[Stored data]
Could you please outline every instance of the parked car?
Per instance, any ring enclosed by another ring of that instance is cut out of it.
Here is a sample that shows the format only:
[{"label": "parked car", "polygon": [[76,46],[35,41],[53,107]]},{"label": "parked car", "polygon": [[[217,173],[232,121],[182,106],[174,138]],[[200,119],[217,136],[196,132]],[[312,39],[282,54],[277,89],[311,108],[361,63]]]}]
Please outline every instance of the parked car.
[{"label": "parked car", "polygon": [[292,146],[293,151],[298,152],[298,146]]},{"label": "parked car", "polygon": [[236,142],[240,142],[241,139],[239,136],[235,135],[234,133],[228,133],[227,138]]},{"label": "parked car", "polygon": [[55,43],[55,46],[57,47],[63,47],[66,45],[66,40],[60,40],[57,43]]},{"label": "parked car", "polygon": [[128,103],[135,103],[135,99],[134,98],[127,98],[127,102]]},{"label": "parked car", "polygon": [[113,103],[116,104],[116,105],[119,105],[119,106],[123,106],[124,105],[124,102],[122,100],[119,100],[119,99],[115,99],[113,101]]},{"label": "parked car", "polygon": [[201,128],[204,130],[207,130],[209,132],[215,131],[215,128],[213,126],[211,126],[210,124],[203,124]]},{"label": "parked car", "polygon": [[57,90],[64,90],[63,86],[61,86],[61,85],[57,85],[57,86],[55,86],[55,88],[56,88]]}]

→ Requirement
Please return every line from the first one in the records above down to the line containing "Here is a sample", including both, exactly as written and nothing more.

→ Result below
Could you please outline every instance of the parked car?
Per instance, any ring enclosed by another ring of that instance is cut out of it.
Here is a sample that shows the format only:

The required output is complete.